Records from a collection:
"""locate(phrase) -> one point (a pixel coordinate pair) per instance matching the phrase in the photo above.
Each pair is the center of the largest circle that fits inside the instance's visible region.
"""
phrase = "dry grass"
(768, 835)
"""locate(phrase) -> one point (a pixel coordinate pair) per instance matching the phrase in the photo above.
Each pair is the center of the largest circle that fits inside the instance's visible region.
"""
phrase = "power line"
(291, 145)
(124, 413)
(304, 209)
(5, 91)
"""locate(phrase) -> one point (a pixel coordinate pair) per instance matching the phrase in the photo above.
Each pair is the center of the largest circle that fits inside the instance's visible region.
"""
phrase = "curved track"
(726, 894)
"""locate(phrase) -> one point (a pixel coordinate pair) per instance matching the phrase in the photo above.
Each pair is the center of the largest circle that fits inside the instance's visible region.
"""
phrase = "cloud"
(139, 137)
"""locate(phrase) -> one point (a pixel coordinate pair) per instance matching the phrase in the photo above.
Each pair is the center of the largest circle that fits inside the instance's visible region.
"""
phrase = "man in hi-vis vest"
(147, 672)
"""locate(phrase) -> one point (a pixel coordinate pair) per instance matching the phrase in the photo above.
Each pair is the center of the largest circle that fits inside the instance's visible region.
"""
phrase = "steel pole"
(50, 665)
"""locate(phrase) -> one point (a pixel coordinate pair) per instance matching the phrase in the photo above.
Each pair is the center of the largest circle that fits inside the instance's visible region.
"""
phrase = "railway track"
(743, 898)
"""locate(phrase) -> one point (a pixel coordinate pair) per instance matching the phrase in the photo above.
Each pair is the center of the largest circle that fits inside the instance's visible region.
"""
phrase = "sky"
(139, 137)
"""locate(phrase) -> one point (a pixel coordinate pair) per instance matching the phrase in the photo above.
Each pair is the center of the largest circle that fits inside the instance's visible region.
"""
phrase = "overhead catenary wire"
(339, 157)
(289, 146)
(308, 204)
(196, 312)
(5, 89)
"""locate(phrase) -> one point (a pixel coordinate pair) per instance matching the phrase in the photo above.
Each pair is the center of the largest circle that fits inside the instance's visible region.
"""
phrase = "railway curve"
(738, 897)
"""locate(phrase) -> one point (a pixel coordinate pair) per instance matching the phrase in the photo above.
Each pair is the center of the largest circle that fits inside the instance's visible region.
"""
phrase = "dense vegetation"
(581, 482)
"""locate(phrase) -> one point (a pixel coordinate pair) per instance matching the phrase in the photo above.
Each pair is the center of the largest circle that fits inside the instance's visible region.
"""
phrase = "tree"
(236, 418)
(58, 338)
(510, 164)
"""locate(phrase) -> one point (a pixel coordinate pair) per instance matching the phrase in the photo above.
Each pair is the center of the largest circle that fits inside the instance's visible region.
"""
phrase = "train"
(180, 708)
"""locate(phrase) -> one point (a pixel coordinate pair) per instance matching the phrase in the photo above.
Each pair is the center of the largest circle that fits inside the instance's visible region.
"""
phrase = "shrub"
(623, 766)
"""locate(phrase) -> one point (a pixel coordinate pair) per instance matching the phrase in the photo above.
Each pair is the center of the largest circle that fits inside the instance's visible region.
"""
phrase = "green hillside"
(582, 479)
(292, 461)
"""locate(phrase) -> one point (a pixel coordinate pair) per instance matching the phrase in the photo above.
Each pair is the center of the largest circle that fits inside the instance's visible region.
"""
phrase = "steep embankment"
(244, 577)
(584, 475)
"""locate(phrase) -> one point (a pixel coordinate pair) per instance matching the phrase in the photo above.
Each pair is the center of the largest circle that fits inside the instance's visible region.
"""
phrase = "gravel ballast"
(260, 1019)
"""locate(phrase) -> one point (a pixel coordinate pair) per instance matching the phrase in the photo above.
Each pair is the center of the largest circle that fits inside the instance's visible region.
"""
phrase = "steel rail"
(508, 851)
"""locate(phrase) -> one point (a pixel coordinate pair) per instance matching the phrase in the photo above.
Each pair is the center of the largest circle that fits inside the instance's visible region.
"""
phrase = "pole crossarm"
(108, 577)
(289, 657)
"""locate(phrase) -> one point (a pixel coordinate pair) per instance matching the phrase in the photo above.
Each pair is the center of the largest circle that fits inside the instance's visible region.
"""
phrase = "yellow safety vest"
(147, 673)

Work item: In full and word for word, restate the data.

Solution below:
"""locate(phrase) -> one point (a pixel coordinate pair) per instance matching the phrase in the photo above.
Each pair is the center of the largest circle that fits inside the instance's visible region.
"""
phrase = "dry grass"
(768, 835)
"""locate(phrase) -> one point (a pixel coordinate pair) per instance matching the phrase in the photo above.
Each pair is the center of the largest circle that fits inside the instance's visible region.
"""
phrase = "power line"
(291, 145)
(124, 413)
(304, 209)
(5, 91)
"""locate(phrase) -> one point (a pixel coordinate pair) per instance matching the phrase in the photo above.
Each pair is the center of the largest circle that fits inside the instance's visible region.
"""
phrase = "curved track"
(726, 894)
"""locate(phrase) -> one point (a pixel coordinate pair) per instance matching the phrase in the photo above.
Each pair is the center of the largest circle that fits inside the instance's visible region.
"""
phrase = "cloud"
(139, 137)
"""locate(phrase) -> one point (a pixel coordinate pair) per instance matching the phrase in the photo above.
Each pair is the center of the largest circle that fits inside the instance's visible region.
"""
phrase = "man in hi-vis vest"
(147, 672)
"""locate(phrase) -> one point (a pixel coordinate pair) per instance matching the phrase in the photo above.
Each pair is the center of the largest circle that fits inside the instance's visible region.
"""
phrase = "steel pole"
(50, 665)
"""locate(phrase) -> one point (a pixel coordinate pair) per instance matching the phrase in the photo above.
Each pair is the center of the largest circle that fits inside the instance's visible region.
"""
phrase = "railway track"
(743, 898)
"""locate(phrase) -> one point (a pixel coordinate pair) per instance matching the phrase in the photo above.
Each pair is the center of the largest circle that fits inside the instance's visible region.
"""
phrase = "sky"
(139, 137)
"""locate(phrase) -> one point (a pixel coordinate pair) per instance matching the phrase in the photo above.
Each pair is the center of the largest circle that fits inside the instance's visible region.
"""
phrase = "overhead catenary wire"
(339, 157)
(289, 146)
(308, 204)
(196, 312)
(5, 89)
"""locate(phrase) -> one point (a pixel coordinate pair) per instance matching the phrase in the photo above.
Each pair is the center of the largest circle that fits inside the instance's visible region.
"""
phrase = "railway curve"
(738, 897)
"""locate(phrase) -> one point (a pixel coordinate pair) per instance matching the phrase in the photo above.
Each pair is the center of the largest circle that fits inside the instance's visible region.
"""
phrase = "dense vegetation"
(581, 482)
"""locate(phrase) -> one point (a pixel coordinate pair) per instance matching the phrase in the photo above.
Each pair is the center of the largest circle that fits inside the instance's visible region.
"""
phrase = "tree"
(236, 418)
(58, 338)
(510, 164)
"""locate(phrase) -> one point (a pixel coordinate pair) per instance matching the phrase in the photo above.
Each pair is the center of the largest circle that fits inside the instance's visible region.
"""
phrase = "train"
(180, 708)
"""locate(phrase) -> one point (a pixel coordinate pair) per instance matching the phrase in the photo above.
Each pair is the center of the largest circle that fits inside the instance's visible region.
"""
phrase = "shrub"
(623, 766)
"""locate(phrase) -> one point (a pixel coordinate pair) per instance matching the phrase in the photo above.
Each pair is the center of the largest circle that fits inside the instance's visible region.
"""
phrase = "green hillside"
(582, 479)
(292, 461)
"""locate(phrase) -> one point (a pixel coordinate pair) per instance matching the phrase in the photo above.
Each pair is the center of the largest circle that fits inside the instance's visible region.
"""
phrase = "steep embankment"
(244, 577)
(584, 475)
"""locate(phrase) -> one point (a pixel coordinate pair) per instance matching the phrase in the photo above.
Each pair is the center of the largest circle that fits inside the instance's visible region.
"""
phrase = "gravel ballast"
(260, 1019)
"""locate(phrase) -> one point (a pixel coordinate pair) per instance matching the phrase in the photo above.
Each pair is the center of the largest circle that fits inside the instance's visible region.
"""
phrase = "steel rail"
(508, 851)
"""locate(phrase) -> one point (a pixel coordinate pair) per instance matching the phrase in the photo above.
Each pair is the center of the largest circle that fits inside the instance's visible region.
"""
phrase = "pole crossarm"
(108, 577)
(289, 657)
"""locate(phrase) -> one point (a pixel coordinate pair) per instance matching the phrase in the photo above.
Each pair is the center of the largest circle that fits inside the instance's visible region.
"""
phrase = "yellow safety vest"
(147, 673)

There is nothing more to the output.